- _What you are asked to do_
Write out again, line for line, the part of the data that opens with the line containing "of the stone" and closes with the one containing "pixel 925 751", both lines included. Shift each answer coordinate by -145.

- _Source material_
· · · ·
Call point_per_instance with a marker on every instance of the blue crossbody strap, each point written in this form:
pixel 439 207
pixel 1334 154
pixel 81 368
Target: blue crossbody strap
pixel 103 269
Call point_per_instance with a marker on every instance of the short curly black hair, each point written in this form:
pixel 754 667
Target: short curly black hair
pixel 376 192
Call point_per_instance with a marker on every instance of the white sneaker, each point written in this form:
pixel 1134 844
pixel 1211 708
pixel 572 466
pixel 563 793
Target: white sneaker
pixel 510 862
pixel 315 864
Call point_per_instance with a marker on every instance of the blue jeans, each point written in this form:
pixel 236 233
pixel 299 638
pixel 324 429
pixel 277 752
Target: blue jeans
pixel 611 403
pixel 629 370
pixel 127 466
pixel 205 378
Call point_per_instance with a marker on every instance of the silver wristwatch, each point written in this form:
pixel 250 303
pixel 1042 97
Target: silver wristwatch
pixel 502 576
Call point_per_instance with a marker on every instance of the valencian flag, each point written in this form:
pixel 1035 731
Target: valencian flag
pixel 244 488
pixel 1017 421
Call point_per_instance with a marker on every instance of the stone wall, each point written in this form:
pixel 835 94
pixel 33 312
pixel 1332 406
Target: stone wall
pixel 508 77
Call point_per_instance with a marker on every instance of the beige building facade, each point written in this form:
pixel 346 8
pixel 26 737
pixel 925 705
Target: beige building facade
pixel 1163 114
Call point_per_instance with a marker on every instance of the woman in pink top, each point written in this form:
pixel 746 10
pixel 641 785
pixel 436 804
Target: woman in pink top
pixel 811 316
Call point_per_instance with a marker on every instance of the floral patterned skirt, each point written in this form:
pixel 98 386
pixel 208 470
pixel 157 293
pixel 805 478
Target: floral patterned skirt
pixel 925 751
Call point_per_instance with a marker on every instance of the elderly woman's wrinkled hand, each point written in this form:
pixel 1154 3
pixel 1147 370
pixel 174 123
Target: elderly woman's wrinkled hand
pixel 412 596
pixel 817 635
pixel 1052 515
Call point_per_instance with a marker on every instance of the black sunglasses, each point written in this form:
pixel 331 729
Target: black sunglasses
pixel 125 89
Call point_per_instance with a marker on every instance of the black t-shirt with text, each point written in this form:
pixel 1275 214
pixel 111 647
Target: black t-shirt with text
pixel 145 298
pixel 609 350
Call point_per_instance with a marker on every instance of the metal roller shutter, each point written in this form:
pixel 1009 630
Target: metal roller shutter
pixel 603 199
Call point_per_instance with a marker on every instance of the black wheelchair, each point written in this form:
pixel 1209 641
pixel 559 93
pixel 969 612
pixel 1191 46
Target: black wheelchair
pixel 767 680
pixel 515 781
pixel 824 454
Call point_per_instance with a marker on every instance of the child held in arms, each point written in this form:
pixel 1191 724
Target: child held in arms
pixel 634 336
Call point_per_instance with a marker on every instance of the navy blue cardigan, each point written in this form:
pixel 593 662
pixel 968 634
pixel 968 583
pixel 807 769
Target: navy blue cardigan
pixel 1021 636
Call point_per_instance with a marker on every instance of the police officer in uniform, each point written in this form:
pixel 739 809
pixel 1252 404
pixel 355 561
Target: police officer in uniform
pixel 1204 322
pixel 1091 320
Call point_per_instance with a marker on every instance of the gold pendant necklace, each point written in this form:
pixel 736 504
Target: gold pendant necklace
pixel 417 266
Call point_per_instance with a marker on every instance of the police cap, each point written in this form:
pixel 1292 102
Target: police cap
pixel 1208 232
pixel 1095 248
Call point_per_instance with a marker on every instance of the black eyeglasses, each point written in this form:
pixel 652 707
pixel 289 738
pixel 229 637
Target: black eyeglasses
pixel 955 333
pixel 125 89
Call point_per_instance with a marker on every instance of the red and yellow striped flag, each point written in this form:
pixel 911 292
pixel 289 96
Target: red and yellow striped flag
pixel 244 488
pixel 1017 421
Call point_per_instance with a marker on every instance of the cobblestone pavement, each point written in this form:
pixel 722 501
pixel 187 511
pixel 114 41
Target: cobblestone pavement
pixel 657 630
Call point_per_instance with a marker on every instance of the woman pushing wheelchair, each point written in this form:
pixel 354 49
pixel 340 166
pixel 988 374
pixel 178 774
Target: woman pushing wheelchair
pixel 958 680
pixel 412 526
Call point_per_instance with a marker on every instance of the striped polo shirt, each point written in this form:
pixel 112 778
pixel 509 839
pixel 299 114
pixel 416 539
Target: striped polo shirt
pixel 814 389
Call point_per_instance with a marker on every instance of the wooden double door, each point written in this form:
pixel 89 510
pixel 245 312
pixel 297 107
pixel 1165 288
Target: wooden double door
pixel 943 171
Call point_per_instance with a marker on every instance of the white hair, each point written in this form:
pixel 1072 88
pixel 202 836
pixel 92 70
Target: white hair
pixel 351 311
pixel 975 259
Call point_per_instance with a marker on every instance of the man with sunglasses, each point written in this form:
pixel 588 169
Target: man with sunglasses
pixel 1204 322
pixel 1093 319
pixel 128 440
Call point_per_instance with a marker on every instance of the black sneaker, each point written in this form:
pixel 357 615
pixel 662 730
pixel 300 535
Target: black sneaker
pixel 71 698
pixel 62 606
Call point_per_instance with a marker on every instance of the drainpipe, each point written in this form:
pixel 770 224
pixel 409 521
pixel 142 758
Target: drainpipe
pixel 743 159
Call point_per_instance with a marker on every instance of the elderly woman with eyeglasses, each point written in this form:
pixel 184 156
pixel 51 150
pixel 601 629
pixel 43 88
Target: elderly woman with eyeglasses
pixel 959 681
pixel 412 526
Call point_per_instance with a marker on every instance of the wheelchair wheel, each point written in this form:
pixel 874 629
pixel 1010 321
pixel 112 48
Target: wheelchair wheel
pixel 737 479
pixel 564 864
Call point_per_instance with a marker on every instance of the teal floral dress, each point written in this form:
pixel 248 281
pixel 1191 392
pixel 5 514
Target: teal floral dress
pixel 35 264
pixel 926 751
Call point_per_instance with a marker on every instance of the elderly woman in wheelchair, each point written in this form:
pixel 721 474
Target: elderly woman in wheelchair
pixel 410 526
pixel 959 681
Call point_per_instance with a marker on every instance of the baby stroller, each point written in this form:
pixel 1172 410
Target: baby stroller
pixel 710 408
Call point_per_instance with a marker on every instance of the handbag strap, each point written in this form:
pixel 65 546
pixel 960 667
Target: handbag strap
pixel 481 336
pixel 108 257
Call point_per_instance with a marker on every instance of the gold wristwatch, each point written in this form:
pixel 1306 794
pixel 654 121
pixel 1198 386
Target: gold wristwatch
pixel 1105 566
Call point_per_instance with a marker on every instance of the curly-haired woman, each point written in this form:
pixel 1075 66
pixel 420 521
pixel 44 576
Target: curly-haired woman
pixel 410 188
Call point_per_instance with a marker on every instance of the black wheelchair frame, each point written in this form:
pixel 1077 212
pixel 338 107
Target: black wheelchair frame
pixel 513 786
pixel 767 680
· · · ·
- _Finished exercise_
Call point_per_instance with a marker on every instance of the stone wall, each point written in this form:
pixel 835 94
pixel 33 312
pixel 1332 406
Target: stone wall
pixel 363 -68
Call point_per_instance with a marker on every instance of the beige building facade, each point written in this form:
pixel 346 8
pixel 26 737
pixel 925 705
Target: beige building facade
pixel 1018 -31
Call point_per_instance with a marker on every instance of the woman in pink top, each point written in this form:
pixel 746 10
pixel 641 785
pixel 436 804
Target: woman in pink top
pixel 666 171
Call point_per_instance with a marker on every instance of the floral patterned skirt, each point written in this form:
pixel 98 386
pixel 208 470
pixel 157 293
pixel 805 478
Target: floral patterned skirt
pixel 780 606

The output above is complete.